§ Source passage
>>>>
This Creamy Lemon Cheesecake Cake combines the rich, smooth texture of a baked lemon cheesecake layer with bright, fluffy lemon cake layers all wrapped in a tangy lemon cream cheese frosting. Perfect for lemon lovers who want a show-stopping dessert with layers of citrus flavor and creamy decadence.

Ingredients

Scale

Cheesecake Layer

  • 3 eggs (room temperature, about 70°F)
  • 16 oz cream cheese (full-fat, slightly softened)
  • 1 cup granulated sugar
  • 3/4 cup sour cream (full-fat)
  • 1 tsp lemon extract
  • 3 tbsp all-purpose flour
  • 1/4 tsp salt

Lemon Cake Layers

  • Zest from 2 lemons
  • 2 tsp baking powder
  • 2 cups granulated sugar
  • 1 tbsp lemon extract
  • 1 1/2 sticks (12 tbsp) unsalted butter (softened)
  • 1/2 tsp salt
  • 1/2 tsp baking soda
  • 1/4 cup vegetable oil
  • 1/4 cup freshly squeezed lemon juice
  • 3 eggs
  • 1 1/4 cups buttermilk
  • 3 cups cake flour

Lemon Cream Cheese Frosting

  • Zest of 1 lemon (optional, about 1 1/2 tsp)
  • 6 to 6 1/2 cups powdered sugar
  • 16 oz cream cheese (full-fat, barely softened)
  • 2 sticks unsalted butter (slightly softened, about 65°F)
  • 1 tsp lemon extract
  • Yellow food gel (optional)

For Decorating

  • Small offset spatula
  • Disposable piping bag fitted with 2D piping tip

Instructions

  1. Prepare and Bake the Cheesecake Layer: Preheat the oven to 300°F. Place a pan with one inch of water on a lower oven rack to create steam, preventing cracks in the cheesecake. Line a 9-inch springform pan bottom with parchment paper. In a bowl, beat the softened cream cheese until smooth, then add sugar, salt, and flour, mixing at low speed. Blend in the sour cream and lemon extract. Add eggs one at a time, mixing until combined. Pour into the prepared pan and place it on the rack above the water pan. Bake for 45 minutes until set but slightly jiggly in the center. Turn off oven and leave cheesecake inside with door slightly open for 30 minutes to cool gradually. Cool on countertop then cover and freeze 2-3 hours or refrigerate 5-6 hours or overnight before assembling.
  2. Prepare and Bake the Lemon Cake Layers: Preheat oven to 350°F. Grease and flour two 9×2-inch round cake pans. Whisk cake flour, baking powder, baking soda, salt, and lemon zest together. In a separate bowl, combine buttermilk, vegetable oil, lemon extract, and lemon juice. Cream softened butter until smooth, gradually add sugar and beat until fluffy. Add eggs one at a time until incorporated. Alternate adding dry flour mixture and liquid mixture beginning and ending with dry, mixing just until combined. Divide batter evenly between pans and bake 20-24 minutes until a toothpick inserted comes out clean or with a few crumbs. Cool 10 minutes in pans then turn out onto racks and cool completely.
<<<<
Extracted records:
>>>>
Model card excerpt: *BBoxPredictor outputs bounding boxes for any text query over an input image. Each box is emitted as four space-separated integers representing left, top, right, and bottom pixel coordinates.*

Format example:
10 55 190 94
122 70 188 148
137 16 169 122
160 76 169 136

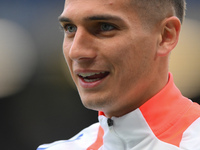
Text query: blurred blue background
0 0 200 150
<<<<
§ Actions to take
A - Reproduce the stretch of the lemon cheesecake cake recipe from "Instructions" through "overnight before assembling.".
B - Return each line of the entries that contains the string "query", treating uppercase and lowercase letters as different.

§ Expected responses
A -
Instructions

  1. Prepare and Bake the Cheesecake Layer: Preheat the oven to 300°F. Place a pan with one inch of water on a lower oven rack to create steam, preventing cracks in the cheesecake. Line a 9-inch springform pan bottom with parchment paper. In a bowl, beat the softened cream cheese until smooth, then add sugar, salt, and flour, mixing at low speed. Blend in the sour cream and lemon extract. Add eggs one at a time, mixing until combined. Pour into the prepared pan and place it on the rack above the water pan. Bake for 45 minutes until set but slightly jiggly in the center. Turn off oven and leave cheesecake inside with door slightly open for 30 minutes to cool gradually. Cool on countertop then cover and freeze 2-3 hours or refrigerate 5-6 hours or overnight before assembling.

B -
Model card excerpt: *BBoxPredictor outputs bounding boxes for any text query over an input image. Each box is emitted as four space-separated integers representing left, top, right, and bottom pixel coordinates.*
Text query: blurred blue background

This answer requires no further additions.